Extract
»»

May 30, 2013
This article was contributed by Andrew Shewmaker
The Linux kernel manages sparse sets of index ranges for various subsystems. For
instance, the I/O memory management unit (IOMMU) keeps track of the
addresses of outstanding device memory mappings for each
PCIE device's domain and tracks holes for new allocations. File systems cache
pending operations, extent state, free extents, and more. A simple linked
list fails to provide good performance for search, insertion, and
deletion operations as it grows, so more advanced abstract data types like
red-black trees (rbtrees) were implemented. The
kernel's rbtrees generally provide good performance as long as they are only
being accessed by one reader/writer, but they suffer when multiple readers and
writers are contending for locks.
There are variants of rbtrees that allow efficient
read-copy-update (RCU) based reads, but not fine-grained
concurrent writes. So, Chris Mason of Btrfs fame is developing a
skiplist implementation that will allow file systems like Btrfs
and XFS to perform many concurrent updates to their extent indexes.
This article will describe the basic skiplist and what makes this skiplist variant
cache-friendly. In part two, I'll describe the skiplist API and compare the
performance of skiplists to rbtrees.

««

Goal 1
In the article on kernel skiplists, copy the passage starting at "This article will" and ending at "skiplists to rbtrees.".
Goal 2
According to the article on kernel skiplists, which two file systems is the skiplist implementation meant to let perform many concurrent updates to their extent indexes?

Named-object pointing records
»»

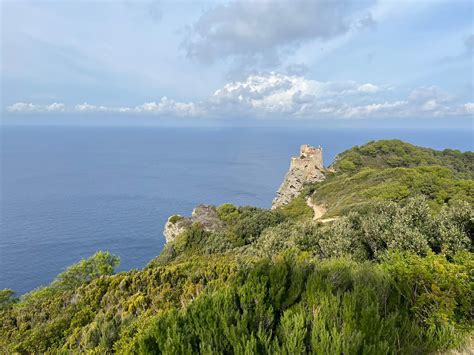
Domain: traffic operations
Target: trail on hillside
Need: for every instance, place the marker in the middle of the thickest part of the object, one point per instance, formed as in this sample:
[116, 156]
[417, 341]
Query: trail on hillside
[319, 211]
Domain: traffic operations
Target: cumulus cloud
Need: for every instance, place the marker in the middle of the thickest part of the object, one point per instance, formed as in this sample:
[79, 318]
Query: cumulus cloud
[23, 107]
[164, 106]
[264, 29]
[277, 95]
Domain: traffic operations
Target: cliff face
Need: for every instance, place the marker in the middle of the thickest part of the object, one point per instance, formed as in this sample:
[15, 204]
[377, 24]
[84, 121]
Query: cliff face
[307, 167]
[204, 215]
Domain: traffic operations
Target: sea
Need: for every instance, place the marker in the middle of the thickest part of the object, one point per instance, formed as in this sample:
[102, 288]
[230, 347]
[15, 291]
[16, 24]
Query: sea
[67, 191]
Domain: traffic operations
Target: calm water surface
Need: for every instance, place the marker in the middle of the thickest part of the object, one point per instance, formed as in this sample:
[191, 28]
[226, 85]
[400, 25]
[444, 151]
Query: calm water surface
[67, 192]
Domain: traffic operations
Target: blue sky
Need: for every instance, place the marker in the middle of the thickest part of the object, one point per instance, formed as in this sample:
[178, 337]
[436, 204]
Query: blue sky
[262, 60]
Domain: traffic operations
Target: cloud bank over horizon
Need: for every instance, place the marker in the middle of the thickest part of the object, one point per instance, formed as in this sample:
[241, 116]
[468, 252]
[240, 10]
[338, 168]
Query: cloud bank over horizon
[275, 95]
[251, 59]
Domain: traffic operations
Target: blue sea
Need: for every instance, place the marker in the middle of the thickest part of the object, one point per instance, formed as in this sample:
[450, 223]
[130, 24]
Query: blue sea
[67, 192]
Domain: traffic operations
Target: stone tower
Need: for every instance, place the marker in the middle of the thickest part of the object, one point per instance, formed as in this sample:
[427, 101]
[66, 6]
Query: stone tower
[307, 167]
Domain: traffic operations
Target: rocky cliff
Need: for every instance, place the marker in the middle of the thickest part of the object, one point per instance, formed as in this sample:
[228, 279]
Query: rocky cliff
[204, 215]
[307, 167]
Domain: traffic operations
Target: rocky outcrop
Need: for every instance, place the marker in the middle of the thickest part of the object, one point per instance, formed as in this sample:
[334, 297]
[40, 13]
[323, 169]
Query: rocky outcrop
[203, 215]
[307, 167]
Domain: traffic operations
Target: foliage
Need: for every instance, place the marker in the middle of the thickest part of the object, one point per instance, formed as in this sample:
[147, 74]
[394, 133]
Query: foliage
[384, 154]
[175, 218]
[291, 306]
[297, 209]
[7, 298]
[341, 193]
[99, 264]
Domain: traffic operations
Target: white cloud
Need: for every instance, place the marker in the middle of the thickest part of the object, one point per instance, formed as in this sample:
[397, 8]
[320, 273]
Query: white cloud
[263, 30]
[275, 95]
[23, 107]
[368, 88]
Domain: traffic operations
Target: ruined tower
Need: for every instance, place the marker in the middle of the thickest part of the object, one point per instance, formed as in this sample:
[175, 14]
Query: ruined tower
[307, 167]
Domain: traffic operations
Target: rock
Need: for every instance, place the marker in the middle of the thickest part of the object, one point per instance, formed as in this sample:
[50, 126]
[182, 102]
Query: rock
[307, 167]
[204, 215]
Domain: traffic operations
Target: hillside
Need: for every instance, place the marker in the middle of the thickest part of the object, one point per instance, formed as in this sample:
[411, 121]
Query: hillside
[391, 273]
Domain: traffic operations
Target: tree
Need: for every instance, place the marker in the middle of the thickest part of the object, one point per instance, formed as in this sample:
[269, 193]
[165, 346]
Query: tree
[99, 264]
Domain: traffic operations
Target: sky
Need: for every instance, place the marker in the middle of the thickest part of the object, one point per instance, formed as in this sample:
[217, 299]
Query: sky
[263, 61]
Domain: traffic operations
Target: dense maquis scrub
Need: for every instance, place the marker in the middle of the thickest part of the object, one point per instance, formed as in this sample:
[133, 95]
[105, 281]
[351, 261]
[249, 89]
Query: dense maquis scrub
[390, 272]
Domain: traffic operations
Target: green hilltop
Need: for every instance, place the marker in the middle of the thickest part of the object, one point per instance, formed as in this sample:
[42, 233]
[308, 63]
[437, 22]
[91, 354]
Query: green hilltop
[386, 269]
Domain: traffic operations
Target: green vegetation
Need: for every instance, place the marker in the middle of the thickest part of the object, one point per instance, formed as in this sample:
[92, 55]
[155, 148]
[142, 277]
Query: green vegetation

««

Complete output 1
This article will describe the basic skiplist and what makes this skiplist variant
cache-friendly. In part two, I'll describe the skiplist API and compare the
performance of skiplists to rbtrees.

Complete output 2
Btrfs and XFS.